--- begin ---

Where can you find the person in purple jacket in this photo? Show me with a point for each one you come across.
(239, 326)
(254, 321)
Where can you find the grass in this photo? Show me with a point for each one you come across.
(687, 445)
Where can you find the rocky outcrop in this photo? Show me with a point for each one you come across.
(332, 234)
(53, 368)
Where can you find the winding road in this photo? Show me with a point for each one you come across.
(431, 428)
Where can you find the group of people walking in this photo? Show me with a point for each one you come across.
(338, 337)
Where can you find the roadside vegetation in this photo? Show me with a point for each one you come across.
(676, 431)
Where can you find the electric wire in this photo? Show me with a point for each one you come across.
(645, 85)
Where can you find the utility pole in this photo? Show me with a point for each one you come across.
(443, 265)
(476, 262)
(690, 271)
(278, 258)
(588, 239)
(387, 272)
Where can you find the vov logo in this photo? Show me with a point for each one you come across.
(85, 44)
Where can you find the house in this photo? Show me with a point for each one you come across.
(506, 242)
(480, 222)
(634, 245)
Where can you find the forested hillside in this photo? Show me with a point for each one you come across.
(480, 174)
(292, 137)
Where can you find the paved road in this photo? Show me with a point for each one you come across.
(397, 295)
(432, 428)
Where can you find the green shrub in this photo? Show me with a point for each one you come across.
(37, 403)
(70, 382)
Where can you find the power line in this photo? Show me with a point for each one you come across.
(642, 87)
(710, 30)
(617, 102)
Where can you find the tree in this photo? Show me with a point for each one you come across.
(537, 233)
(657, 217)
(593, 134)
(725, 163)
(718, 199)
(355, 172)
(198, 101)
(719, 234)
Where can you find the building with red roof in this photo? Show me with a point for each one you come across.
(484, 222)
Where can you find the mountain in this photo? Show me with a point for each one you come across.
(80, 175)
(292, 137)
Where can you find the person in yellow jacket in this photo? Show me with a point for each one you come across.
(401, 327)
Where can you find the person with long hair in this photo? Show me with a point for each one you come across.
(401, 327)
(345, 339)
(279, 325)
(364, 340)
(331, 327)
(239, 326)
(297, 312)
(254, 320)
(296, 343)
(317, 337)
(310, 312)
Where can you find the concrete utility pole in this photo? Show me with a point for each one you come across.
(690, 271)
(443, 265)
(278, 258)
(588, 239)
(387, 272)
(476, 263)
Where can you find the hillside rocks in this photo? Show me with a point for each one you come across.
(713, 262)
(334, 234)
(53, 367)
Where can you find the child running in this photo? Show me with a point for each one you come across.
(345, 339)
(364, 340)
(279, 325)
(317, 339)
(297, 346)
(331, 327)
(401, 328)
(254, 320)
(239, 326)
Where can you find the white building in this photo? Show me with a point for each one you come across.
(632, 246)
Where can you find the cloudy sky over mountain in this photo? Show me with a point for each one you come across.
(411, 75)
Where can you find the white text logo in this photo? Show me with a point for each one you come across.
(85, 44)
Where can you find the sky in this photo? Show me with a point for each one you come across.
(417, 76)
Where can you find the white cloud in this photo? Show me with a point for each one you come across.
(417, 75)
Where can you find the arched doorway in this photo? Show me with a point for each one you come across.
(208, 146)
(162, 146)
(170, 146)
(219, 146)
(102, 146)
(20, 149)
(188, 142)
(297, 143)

--- end ---

* OBJECTIVE
Return all of the lines above word for word.

* SOLUTION TO THIS EXERCISE
Where can you find the person in purple jacket in this photo? Show me with a point for each one you come across.
(239, 326)
(254, 321)
Where can you find the grass in this photo? Show me with a point for each one you come across.
(687, 445)
Where can you find the rocky outcrop in this photo? Show me with a point for each one you come across.
(332, 234)
(53, 368)
Where can you find the winding road in this photo? Show me with a point for each one you come across.
(431, 428)
Where can you find the group of people walking in this photo? Show me with a point for each one you come across.
(338, 337)
Where can you find the roadside vegetation in this photo? Show me with a point for each one you come across.
(676, 431)
Where can you find the electric wire in this photo? Show me with a point for each one you come across.
(645, 85)
Where can you find the utility pole in this photo? Show me with a point for each one you come across.
(443, 265)
(476, 262)
(690, 271)
(278, 258)
(588, 239)
(387, 272)
Where can you find the vov logo in this photo? Show me with a point for each one you come across.
(85, 44)
Where can you find the house in this photo? Show me with a point for each one you come across.
(506, 242)
(480, 222)
(634, 245)
Where can you find the forested hillside in this photo? Show me with a point for each one you come across.
(480, 174)
(292, 137)
Where can you find the paved road in this photo? Show me with a point for each one you come across.
(397, 295)
(432, 428)
Where can you find the green shrub in this photo? Show me with a point for each one you come across.
(37, 403)
(70, 382)
Where can you find the power line in this photo? Show me with a point for each one you come across.
(642, 87)
(710, 30)
(617, 102)
Where can you find the tree in this photo? Show me with a point for each one you come across.
(537, 233)
(657, 217)
(593, 134)
(725, 163)
(718, 199)
(355, 172)
(198, 101)
(719, 234)
Where can you find the building with red roof in this photo? Show me with a point for each one you come across.
(484, 222)
Where can you find the mountain in this photo? Show me with a point for each one you come across.
(80, 175)
(292, 137)
Where can you find the person in yellow jacket in this photo? Show me with a point for each one you come across.
(401, 327)
Where can you find the person with long hair in this photo? Show me with a point for each one you come across.
(401, 327)
(345, 339)
(279, 325)
(364, 340)
(331, 327)
(239, 326)
(297, 312)
(254, 320)
(296, 343)
(317, 337)
(310, 312)
Where can you find the concrete utility pole in this photo? Show me with a point for each one you come across.
(690, 271)
(443, 265)
(278, 258)
(588, 239)
(387, 272)
(476, 263)
Where can you find the hillside rocks in this photo? Show me with a point for each one you come across.
(713, 262)
(334, 234)
(53, 367)
Where can you find the child running in this photo? Show me with a point for each one you come across.
(345, 339)
(364, 340)
(279, 325)
(317, 339)
(297, 346)
(331, 327)
(401, 328)
(254, 320)
(239, 326)
Where can you find the white building in this photo? Show me with a point for each one you come across.
(632, 246)
Where can you find the cloudy sky over mountain in this photo? Show me with a point for each one you come across.
(411, 75)
Where can you find the white text logo in this photo? Show me with a point for each one you come across.
(85, 44)
Where can you find the sky in this photo? Show me with a point for each one you come across.
(417, 76)
Where can you find the white cloud in this photo? Show me with a point for each one you come across.
(417, 75)
Where can you find the arched doorway in this photo? Show me with a point for each one you come across.
(208, 146)
(162, 146)
(170, 146)
(219, 146)
(102, 146)
(20, 149)
(188, 142)
(297, 143)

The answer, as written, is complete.